**The exercise:** Output the lines as a Markdown table with the columns "Row" and "Line", leaving out any blank lines. Include only the lines from the one containing "Mark the region of each instance of the red" through the last line, inclusive.

**The records:**
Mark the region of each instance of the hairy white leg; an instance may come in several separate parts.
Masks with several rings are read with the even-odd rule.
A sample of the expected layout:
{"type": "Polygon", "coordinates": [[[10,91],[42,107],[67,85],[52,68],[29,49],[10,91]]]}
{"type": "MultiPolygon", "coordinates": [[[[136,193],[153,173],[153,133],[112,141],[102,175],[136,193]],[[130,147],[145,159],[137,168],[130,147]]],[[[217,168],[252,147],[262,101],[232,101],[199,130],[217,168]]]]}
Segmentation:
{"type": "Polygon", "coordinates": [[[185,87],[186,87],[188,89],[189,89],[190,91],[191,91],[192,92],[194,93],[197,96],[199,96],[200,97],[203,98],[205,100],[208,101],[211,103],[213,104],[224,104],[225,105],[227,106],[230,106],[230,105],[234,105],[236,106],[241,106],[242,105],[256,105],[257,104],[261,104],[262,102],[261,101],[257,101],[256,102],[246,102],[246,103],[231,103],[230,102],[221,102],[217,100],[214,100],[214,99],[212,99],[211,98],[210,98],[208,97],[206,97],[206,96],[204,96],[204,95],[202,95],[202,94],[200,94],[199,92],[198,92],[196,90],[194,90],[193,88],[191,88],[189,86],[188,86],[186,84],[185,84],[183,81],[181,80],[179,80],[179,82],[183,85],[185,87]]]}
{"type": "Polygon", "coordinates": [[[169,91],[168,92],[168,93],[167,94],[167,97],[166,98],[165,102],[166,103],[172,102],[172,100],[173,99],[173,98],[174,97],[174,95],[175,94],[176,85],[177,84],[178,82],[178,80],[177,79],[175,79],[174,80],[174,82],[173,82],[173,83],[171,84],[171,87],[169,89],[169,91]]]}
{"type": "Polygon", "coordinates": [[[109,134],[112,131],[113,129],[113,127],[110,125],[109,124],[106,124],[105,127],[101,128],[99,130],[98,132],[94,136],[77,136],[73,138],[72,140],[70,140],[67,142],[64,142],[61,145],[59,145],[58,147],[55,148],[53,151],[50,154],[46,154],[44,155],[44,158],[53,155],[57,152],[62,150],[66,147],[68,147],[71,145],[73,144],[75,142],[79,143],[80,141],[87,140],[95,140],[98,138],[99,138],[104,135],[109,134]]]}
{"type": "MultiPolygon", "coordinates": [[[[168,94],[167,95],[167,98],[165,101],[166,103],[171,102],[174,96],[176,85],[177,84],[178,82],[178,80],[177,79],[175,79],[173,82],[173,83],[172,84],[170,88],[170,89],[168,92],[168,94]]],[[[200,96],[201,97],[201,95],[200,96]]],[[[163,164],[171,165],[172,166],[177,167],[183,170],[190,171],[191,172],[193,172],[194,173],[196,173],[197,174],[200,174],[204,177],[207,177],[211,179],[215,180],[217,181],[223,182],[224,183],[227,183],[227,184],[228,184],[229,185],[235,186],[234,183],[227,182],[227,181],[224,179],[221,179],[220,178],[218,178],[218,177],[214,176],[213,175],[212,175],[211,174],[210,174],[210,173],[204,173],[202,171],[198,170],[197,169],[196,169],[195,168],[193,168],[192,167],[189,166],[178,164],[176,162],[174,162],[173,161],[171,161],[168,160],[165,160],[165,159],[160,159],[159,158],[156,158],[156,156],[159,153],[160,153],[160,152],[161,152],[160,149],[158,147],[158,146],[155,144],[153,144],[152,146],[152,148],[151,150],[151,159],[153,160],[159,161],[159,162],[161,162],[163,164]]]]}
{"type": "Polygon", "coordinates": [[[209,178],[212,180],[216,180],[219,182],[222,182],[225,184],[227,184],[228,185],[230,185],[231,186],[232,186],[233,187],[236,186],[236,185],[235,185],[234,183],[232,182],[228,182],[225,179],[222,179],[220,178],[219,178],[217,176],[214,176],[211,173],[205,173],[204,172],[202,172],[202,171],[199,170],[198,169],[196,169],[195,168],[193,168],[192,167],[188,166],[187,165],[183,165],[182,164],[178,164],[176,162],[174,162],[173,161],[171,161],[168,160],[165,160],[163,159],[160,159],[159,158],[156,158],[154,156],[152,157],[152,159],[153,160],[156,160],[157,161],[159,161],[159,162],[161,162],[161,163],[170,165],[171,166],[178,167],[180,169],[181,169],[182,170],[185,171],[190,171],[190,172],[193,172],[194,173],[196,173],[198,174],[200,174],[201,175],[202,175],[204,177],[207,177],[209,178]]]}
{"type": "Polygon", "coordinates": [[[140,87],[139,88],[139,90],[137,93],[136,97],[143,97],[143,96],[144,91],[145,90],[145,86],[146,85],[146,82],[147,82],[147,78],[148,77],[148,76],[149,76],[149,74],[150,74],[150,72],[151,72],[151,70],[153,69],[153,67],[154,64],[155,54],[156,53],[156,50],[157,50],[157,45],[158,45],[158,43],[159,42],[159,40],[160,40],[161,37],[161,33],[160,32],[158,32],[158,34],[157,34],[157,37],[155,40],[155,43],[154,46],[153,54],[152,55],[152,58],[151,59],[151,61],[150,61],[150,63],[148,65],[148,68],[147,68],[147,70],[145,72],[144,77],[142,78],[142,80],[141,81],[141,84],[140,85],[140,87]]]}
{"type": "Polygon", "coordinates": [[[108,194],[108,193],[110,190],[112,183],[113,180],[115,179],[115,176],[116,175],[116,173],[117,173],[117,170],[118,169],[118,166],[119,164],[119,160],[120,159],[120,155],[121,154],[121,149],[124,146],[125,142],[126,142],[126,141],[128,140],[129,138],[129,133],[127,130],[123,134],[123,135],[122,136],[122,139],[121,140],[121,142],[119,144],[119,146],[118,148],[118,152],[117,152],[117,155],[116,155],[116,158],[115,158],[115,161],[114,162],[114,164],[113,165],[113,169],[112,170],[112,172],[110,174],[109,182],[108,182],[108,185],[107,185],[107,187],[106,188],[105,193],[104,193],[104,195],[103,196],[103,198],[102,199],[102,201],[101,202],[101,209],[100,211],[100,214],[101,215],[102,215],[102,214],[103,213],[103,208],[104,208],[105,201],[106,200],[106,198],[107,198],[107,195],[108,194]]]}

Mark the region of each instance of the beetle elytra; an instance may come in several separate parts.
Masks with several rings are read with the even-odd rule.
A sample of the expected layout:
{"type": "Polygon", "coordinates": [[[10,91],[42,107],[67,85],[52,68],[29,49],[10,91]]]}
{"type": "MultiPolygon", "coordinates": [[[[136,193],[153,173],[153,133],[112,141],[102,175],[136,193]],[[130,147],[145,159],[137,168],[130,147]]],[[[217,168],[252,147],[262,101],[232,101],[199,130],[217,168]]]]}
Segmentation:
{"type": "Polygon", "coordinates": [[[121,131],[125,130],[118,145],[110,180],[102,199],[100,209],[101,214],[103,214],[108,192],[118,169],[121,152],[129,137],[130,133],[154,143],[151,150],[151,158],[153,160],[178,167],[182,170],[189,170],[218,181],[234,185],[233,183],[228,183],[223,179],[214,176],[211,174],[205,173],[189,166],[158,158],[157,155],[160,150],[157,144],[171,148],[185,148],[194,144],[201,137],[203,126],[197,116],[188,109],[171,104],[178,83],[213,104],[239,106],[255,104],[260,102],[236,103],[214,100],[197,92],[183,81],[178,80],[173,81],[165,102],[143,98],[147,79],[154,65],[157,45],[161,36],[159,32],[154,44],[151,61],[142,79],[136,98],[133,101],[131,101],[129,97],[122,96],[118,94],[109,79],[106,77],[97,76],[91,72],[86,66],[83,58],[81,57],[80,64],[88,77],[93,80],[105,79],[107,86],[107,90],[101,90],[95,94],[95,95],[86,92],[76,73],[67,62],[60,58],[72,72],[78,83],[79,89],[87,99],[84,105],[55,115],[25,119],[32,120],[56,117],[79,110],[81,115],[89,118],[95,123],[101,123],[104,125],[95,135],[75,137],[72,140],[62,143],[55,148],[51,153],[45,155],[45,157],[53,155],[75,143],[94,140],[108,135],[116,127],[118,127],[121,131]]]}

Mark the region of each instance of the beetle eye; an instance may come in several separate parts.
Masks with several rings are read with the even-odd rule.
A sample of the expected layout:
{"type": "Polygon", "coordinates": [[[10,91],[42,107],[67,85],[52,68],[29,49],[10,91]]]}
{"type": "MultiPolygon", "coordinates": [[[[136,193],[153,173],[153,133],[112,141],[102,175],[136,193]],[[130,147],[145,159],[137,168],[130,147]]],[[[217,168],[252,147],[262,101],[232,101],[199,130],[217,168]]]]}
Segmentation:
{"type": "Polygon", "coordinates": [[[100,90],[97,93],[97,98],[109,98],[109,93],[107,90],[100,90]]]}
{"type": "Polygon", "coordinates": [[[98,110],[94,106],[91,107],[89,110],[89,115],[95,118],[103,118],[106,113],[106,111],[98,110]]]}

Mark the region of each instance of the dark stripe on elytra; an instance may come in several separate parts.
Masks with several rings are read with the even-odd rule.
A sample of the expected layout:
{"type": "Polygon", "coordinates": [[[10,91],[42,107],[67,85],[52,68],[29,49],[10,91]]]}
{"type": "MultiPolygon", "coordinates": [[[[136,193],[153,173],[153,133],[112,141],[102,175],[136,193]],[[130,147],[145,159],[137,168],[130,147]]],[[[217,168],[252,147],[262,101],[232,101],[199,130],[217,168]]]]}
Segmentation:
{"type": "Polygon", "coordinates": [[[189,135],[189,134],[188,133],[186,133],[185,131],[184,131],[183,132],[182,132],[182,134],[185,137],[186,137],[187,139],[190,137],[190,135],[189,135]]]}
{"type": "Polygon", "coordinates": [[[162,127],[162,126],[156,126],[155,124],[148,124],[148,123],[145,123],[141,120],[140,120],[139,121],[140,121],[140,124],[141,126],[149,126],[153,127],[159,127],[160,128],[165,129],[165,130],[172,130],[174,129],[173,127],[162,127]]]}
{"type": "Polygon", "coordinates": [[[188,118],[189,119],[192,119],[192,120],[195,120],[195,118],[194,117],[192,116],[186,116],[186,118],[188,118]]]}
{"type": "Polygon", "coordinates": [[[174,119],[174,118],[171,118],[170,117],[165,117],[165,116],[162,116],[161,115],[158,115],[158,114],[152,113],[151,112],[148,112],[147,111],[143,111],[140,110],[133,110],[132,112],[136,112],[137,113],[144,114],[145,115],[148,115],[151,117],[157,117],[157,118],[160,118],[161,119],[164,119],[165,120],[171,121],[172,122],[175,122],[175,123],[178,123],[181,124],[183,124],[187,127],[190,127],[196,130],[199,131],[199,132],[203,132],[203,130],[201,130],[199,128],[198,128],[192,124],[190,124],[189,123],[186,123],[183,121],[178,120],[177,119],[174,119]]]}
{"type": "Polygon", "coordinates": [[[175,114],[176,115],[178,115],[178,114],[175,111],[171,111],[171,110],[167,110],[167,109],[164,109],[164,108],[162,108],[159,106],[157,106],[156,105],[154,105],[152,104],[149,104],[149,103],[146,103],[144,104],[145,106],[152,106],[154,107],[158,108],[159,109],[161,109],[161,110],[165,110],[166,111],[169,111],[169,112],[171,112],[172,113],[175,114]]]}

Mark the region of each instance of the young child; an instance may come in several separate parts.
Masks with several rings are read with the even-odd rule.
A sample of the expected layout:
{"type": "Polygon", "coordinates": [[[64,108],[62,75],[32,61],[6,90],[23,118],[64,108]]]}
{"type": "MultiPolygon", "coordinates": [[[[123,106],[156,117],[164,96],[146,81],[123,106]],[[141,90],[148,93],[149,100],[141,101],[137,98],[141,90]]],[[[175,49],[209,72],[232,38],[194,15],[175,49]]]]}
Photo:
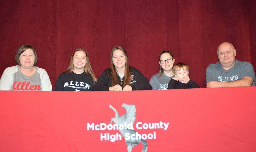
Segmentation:
{"type": "Polygon", "coordinates": [[[199,88],[196,83],[189,79],[189,68],[187,64],[179,62],[172,68],[175,77],[171,79],[168,84],[168,89],[199,88]]]}

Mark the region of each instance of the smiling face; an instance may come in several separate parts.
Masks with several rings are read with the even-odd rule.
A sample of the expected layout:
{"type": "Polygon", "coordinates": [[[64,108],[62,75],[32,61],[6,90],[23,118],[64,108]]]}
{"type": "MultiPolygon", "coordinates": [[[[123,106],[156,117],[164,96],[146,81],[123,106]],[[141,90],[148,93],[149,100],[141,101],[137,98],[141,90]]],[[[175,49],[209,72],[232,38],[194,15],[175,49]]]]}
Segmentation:
{"type": "Polygon", "coordinates": [[[75,53],[73,60],[74,72],[78,74],[76,72],[77,71],[84,71],[84,68],[87,62],[86,57],[85,53],[84,51],[77,51],[75,53]]]}
{"type": "MultiPolygon", "coordinates": [[[[160,57],[160,60],[167,60],[169,59],[172,59],[173,58],[172,56],[170,54],[168,53],[165,53],[161,55],[160,57]]],[[[171,60],[171,62],[168,62],[167,61],[166,61],[164,63],[161,63],[159,62],[159,64],[160,66],[164,69],[164,71],[169,71],[172,70],[172,67],[173,66],[173,63],[174,62],[174,59],[173,59],[173,61],[171,60]]],[[[170,62],[170,61],[169,61],[170,62]]]]}
{"type": "Polygon", "coordinates": [[[117,72],[120,73],[124,72],[126,58],[124,52],[121,50],[116,50],[113,52],[112,57],[113,64],[117,72]]]}
{"type": "Polygon", "coordinates": [[[228,69],[235,64],[236,49],[230,43],[224,42],[221,44],[217,54],[220,62],[224,69],[228,69]]]}
{"type": "Polygon", "coordinates": [[[28,49],[22,52],[19,57],[21,67],[26,69],[30,69],[33,67],[35,59],[34,53],[30,49],[28,49]]]}
{"type": "Polygon", "coordinates": [[[174,73],[175,77],[179,77],[181,78],[184,78],[188,75],[188,69],[185,66],[179,69],[175,69],[174,73]]]}

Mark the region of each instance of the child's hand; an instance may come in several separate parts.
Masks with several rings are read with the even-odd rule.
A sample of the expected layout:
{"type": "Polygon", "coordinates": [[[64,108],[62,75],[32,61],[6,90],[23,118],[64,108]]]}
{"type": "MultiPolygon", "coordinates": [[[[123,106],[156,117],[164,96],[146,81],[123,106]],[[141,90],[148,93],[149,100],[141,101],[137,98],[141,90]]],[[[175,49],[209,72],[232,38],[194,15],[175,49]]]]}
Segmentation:
{"type": "Polygon", "coordinates": [[[180,82],[181,80],[181,78],[180,77],[174,77],[172,78],[172,79],[175,80],[176,81],[178,81],[180,82]]]}

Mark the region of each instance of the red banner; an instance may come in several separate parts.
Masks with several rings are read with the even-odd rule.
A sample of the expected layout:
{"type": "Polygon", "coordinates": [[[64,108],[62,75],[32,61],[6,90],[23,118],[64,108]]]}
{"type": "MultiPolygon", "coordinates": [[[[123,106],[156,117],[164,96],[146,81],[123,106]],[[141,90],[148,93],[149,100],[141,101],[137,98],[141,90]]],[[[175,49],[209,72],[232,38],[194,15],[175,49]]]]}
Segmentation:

**The output:**
| Row | Line |
|---|---|
| 1 | Mark the region of each instance of the red banner; an instance may come in several separate parts. |
| 2 | Masks with several rings are read with the even-odd rule. |
| 3 | A sample of the expected layout: |
| 4 | {"type": "Polygon", "coordinates": [[[64,108],[62,75],[32,61],[6,90],[23,118],[64,108]]]} |
| 5 | {"type": "MultiPolygon", "coordinates": [[[[123,106],[156,117],[164,96],[146,81],[123,106]],[[141,90],[148,93],[149,100],[141,101],[137,98],[141,90]]],[[[175,49],[209,72],[232,38],[194,15],[175,49]]]]} |
| 6 | Segmentation: |